Los hombres eran rebeldes. En algún lugar de Angola. Dos
soldados portugueses levantan por los brazos a un negro que
quizá no esté muerto, otro soldado empuña un machete y se
prepara para separar la cabeza del cuerpo. Esta es la
primera fotografía. En la segunda, esta vez hay una
segunda fotografía, la cabeza ya ha sido cortada, está
clavada en un palo, y los soldados se ríen. El negro era
un guerrillero. En algún lugar de Israel. Mientras
algunos soldados israelíes inmovilizan a un palestino, otro
militar le parte a martillazos los huesos de la mano
derecha. El palestino había tirado piedras.
Estados Unidos de América del Norte, ciudad de Nueva York.

Datos proporcionados:
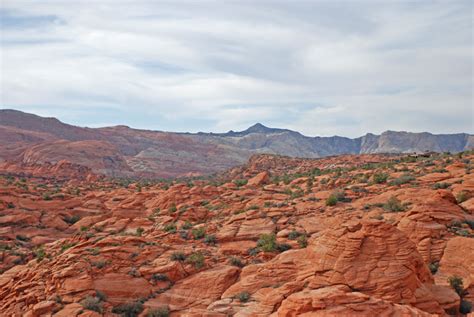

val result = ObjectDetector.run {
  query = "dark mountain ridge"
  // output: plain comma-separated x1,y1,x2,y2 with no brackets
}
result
0,109,474,176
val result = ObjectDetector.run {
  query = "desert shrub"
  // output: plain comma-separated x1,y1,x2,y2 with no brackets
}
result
456,191,469,204
181,221,193,230
257,233,277,252
229,256,244,267
326,194,337,206
136,227,145,237
81,296,103,314
204,234,217,245
288,230,301,240
63,215,81,225
95,291,107,302
34,246,46,262
247,248,260,256
459,299,472,314
428,262,439,274
383,196,405,212
151,273,169,282
297,235,308,248
112,301,143,317
389,174,415,186
168,204,178,213
146,307,170,317
234,179,248,187
61,242,76,253
163,223,176,233
247,205,260,210
372,173,388,184
191,227,206,240
91,260,108,269
16,234,31,242
237,291,250,303
464,220,474,229
276,243,291,252
170,251,186,262
448,275,464,297
433,182,451,189
186,252,204,269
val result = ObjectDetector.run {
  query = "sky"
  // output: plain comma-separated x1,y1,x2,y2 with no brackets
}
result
0,0,474,137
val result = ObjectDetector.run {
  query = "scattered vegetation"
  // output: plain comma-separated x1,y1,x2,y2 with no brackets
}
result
81,296,103,314
448,275,464,297
191,227,206,240
456,191,469,204
112,301,143,317
204,234,217,245
170,251,186,262
237,291,250,303
428,262,439,275
383,196,405,212
163,223,176,233
147,307,170,317
234,179,248,187
389,174,416,186
229,256,244,267
372,173,388,184
186,252,205,269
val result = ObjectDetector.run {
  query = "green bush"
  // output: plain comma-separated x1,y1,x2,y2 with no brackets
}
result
81,296,103,314
147,307,170,317
372,173,388,184
433,183,451,189
186,252,204,269
63,215,81,225
164,223,176,233
34,246,46,262
168,204,178,213
459,299,472,314
277,243,291,252
389,174,415,186
297,235,308,248
383,196,405,212
171,251,186,262
456,191,469,204
136,227,145,237
181,221,193,230
191,227,206,240
288,230,301,240
234,179,248,187
204,234,217,245
257,233,277,252
326,194,337,206
95,291,107,302
112,301,143,317
237,291,250,303
448,275,464,297
229,256,244,267
428,262,439,274
151,273,169,282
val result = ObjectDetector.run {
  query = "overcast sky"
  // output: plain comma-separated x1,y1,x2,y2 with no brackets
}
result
0,0,474,137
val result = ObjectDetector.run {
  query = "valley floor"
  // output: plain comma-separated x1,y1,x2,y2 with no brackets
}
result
0,152,474,317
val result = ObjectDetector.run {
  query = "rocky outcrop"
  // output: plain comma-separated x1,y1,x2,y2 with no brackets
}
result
223,221,443,314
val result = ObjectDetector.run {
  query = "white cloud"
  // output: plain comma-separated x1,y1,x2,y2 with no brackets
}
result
0,0,474,136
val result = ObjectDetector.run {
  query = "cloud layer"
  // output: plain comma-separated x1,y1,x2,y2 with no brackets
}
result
0,0,474,137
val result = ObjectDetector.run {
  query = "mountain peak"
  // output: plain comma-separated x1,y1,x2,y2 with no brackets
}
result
245,122,275,133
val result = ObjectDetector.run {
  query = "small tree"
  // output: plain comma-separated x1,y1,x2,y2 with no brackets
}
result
448,275,464,297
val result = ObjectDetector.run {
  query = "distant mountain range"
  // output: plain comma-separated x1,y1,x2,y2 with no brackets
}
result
0,109,474,177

Problemas planteados:
1 > Devuelva sin ningún cambio el pasaje del fragmento sobre las atrocidades de los soldados que comienza con "Los hombres eran" y continúa hasta "había tirado piedras.".
2 > Escriba la continuación del fragmento sobre las atrocidades de los soldados a partir de su última oración.

Respuestas dadas:
1 >
Los hombres eran rebeldes. En algún lugar de Angola. Dos
soldados portugueses levantan por los brazos a un negro que
quizá no esté muerto, otro soldado empuña un machete y se
prepara para separar la cabeza del cuerpo. Esta es la
primera fotografía. En la segunda, esta vez hay una
segunda fotografía, la cabeza ya ha sido cortada, está
clavada en un palo, y los soldados se ríen. El negro era
un guerrillero. En algún lugar de Israel. Mientras
algunos soldados israelíes inmovilizan a un palestino, otro
militar le parte a martillazos los huesos de la mano
derecha. El palestino había tirado piedras.

2 >
Dos aviones comerciales norteamericanos, secuestrados por
terroristas relacionados con el integrismo islámico, se
lanzan contra las torres del World Trade Center y las
derriban. Por el mismo procedimiento un tercer avión causa
daños enormes en el edificio del Pentágono, sede del poder
bélico de Estados Unidos. Los muertos, enterrados entre
los escombros, reducidos a migajas, volatilizados, se
cuentan por millares. Las fotografías de India, de Angola
y de Israel nos lanzan el horror a la cara, las víctimas se
nos muestran en el mismo momento de la tortura, de la
agónica expectativa, de la muerte abyecta. En Nueva York,
todo aprecio irreal al principio, un episodio repetido y
sin novedad de una catástrofe cinematográfica más,
realmente arrebatadora por el grado de ilusión conseguido
por el técnico de efectos especiales, pero limpio de
estertores, de chorros de sangre, de carnes aplastadas, de
huesos triturados, de mierda. El horror, escondido como un
animal inmundo, esperó a que saliésemos de la estupefacción
para saltarnos a la garganta. El horror dijo por primera
vez 'aquí estoy' cuando aquellas personas se lanzaron al
vacío como si acabasen de escoger una muerte que fuese
suya.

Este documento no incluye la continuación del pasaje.